§ Provided entries:
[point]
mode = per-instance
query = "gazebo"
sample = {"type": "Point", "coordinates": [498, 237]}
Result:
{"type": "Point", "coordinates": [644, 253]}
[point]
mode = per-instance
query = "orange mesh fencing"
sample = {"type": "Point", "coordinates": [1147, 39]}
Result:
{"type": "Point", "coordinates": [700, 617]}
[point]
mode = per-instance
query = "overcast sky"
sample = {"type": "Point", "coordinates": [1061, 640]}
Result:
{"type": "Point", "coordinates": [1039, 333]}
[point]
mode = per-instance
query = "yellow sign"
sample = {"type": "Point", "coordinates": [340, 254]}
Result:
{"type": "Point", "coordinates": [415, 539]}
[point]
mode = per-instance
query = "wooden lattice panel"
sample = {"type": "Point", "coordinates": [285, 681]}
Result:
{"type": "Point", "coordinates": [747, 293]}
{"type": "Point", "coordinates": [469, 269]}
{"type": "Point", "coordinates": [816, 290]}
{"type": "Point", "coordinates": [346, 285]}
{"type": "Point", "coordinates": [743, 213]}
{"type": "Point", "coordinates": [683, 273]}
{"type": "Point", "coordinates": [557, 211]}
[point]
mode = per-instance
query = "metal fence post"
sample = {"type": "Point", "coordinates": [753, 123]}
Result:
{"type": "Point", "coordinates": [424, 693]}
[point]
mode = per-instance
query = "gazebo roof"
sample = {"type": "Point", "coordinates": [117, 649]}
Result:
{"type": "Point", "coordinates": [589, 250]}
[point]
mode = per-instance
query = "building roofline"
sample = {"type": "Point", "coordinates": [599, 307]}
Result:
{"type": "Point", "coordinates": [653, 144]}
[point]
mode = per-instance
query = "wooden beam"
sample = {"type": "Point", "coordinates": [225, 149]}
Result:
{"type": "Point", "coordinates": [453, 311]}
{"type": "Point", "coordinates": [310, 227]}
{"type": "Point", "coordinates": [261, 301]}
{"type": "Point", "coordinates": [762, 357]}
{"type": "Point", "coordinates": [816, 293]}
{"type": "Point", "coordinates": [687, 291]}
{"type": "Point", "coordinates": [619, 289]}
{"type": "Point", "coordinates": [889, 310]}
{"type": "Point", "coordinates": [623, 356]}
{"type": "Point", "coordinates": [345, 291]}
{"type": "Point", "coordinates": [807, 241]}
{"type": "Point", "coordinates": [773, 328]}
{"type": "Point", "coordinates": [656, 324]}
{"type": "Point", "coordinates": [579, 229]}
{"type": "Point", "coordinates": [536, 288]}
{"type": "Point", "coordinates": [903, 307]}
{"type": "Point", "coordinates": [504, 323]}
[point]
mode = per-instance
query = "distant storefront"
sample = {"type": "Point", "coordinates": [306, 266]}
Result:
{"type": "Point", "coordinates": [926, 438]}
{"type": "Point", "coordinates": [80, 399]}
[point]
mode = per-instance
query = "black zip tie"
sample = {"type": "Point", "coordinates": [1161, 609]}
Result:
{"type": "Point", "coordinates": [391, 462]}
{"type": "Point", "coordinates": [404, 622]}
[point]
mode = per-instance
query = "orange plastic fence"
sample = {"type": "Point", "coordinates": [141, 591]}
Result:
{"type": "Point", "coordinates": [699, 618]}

§ Problem to work on: Above are some records; extract every one of them exactly.

§ Completed exercise:
[point]
mode = per-instance
query = "gazebo"
sample = {"type": "Point", "coordinates": [498, 237]}
Result:
{"type": "Point", "coordinates": [644, 253]}
[point]
mode = per-instance
query = "orange mesh fencing"
sample = {"type": "Point", "coordinates": [1147, 39]}
Result:
{"type": "Point", "coordinates": [700, 617]}
[point]
mode = per-instance
query = "overcast sky"
sample = {"type": "Point", "coordinates": [1061, 640]}
Result:
{"type": "Point", "coordinates": [1039, 333]}
[point]
mode = per-instance
query = "yellow sign"
sample = {"type": "Point", "coordinates": [340, 254]}
Result:
{"type": "Point", "coordinates": [415, 539]}
[point]
mode = per-instance
query = "wooden lattice panel"
sample = {"type": "Point", "coordinates": [285, 681]}
Result:
{"type": "Point", "coordinates": [747, 293]}
{"type": "Point", "coordinates": [469, 269]}
{"type": "Point", "coordinates": [816, 290]}
{"type": "Point", "coordinates": [346, 285]}
{"type": "Point", "coordinates": [743, 213]}
{"type": "Point", "coordinates": [683, 273]}
{"type": "Point", "coordinates": [557, 211]}
[point]
mode = per-instance
query = "metal fence post"
sample = {"type": "Point", "coordinates": [753, 123]}
Result:
{"type": "Point", "coordinates": [424, 693]}
[point]
mode = per-instance
query = "gazebo roof"
sample = {"type": "Point", "coordinates": [117, 649]}
Result:
{"type": "Point", "coordinates": [589, 250]}
[point]
mode = per-instance
query = "building roofline"
sample = {"type": "Point", "coordinates": [599, 307]}
Result:
{"type": "Point", "coordinates": [653, 144]}
[point]
mode = per-instance
query = "wooden beam"
sample = {"type": "Point", "coordinates": [225, 149]}
Result:
{"type": "Point", "coordinates": [453, 311]}
{"type": "Point", "coordinates": [310, 227]}
{"type": "Point", "coordinates": [261, 301]}
{"type": "Point", "coordinates": [762, 357]}
{"type": "Point", "coordinates": [816, 293]}
{"type": "Point", "coordinates": [687, 291]}
{"type": "Point", "coordinates": [619, 289]}
{"type": "Point", "coordinates": [889, 310]}
{"type": "Point", "coordinates": [623, 356]}
{"type": "Point", "coordinates": [345, 291]}
{"type": "Point", "coordinates": [807, 241]}
{"type": "Point", "coordinates": [773, 328]}
{"type": "Point", "coordinates": [656, 324]}
{"type": "Point", "coordinates": [579, 229]}
{"type": "Point", "coordinates": [536, 288]}
{"type": "Point", "coordinates": [903, 307]}
{"type": "Point", "coordinates": [504, 323]}
[point]
mode = per-instance
query = "distant storefront"
sample = {"type": "Point", "coordinates": [306, 266]}
Result:
{"type": "Point", "coordinates": [926, 438]}
{"type": "Point", "coordinates": [80, 399]}
[point]
mode = per-instance
query = "black zip tie"
sample = {"type": "Point", "coordinates": [1161, 609]}
Result:
{"type": "Point", "coordinates": [391, 462]}
{"type": "Point", "coordinates": [404, 622]}
[point]
mode = per-instance
query = "orange plastic fence"
sample = {"type": "Point", "coordinates": [141, 591]}
Result:
{"type": "Point", "coordinates": [699, 618]}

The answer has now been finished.